(Referring expression data)
----------------------------------------

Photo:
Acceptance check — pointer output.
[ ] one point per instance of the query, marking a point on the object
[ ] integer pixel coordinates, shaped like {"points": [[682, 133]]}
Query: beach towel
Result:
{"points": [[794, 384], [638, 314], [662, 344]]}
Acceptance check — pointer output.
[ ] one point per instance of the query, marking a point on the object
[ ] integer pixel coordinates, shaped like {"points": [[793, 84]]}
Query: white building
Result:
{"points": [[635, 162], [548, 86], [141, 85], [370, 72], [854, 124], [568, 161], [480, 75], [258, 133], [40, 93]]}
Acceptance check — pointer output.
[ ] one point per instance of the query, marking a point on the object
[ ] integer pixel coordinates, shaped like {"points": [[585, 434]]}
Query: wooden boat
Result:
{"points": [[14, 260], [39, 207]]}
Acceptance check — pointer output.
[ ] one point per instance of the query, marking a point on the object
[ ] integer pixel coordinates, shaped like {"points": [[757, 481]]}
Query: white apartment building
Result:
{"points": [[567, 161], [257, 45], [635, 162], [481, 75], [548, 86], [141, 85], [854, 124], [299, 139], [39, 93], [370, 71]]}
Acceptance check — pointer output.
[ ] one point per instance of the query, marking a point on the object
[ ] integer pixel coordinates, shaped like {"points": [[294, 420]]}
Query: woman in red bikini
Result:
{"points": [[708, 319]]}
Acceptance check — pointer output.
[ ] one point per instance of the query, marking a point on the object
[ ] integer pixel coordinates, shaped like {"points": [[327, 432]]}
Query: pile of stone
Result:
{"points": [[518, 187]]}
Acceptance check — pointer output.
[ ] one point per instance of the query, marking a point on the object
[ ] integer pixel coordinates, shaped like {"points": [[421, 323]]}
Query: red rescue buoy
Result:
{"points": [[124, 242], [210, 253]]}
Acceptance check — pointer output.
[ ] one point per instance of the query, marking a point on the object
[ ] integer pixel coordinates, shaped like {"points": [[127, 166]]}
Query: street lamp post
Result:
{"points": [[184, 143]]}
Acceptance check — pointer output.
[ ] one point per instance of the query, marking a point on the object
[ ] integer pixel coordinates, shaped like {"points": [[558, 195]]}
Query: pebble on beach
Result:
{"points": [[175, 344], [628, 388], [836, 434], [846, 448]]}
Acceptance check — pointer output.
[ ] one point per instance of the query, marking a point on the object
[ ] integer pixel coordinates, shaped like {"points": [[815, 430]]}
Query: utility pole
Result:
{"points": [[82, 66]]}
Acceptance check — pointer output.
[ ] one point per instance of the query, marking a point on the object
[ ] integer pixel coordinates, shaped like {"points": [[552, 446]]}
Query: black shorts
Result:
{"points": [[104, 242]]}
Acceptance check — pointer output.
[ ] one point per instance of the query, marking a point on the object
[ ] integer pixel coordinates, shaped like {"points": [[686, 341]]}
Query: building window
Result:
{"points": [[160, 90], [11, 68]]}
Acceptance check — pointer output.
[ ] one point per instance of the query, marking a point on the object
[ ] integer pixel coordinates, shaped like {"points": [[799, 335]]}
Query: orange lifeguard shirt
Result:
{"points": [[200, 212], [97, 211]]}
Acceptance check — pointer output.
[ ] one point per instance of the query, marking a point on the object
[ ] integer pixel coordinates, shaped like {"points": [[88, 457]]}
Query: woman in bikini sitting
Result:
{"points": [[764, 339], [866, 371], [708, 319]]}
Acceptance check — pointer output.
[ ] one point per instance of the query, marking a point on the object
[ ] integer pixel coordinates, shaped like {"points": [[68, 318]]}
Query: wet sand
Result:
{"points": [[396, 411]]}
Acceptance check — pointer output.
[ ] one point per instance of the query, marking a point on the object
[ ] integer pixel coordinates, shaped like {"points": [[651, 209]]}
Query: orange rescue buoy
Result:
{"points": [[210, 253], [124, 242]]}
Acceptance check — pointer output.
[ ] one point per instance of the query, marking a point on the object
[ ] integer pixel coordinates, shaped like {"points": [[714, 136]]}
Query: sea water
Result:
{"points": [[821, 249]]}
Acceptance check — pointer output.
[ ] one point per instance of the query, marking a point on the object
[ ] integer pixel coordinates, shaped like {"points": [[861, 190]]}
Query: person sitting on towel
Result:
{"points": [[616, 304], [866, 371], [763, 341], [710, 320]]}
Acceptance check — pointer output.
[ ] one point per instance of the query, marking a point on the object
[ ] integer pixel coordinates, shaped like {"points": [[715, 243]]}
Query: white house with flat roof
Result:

----------------------------------------

### Task goal
Wherever the word "towel" occurs in the data, copy that whole line.

### Output of the task
Query: beach towel
Query: person sitting on towel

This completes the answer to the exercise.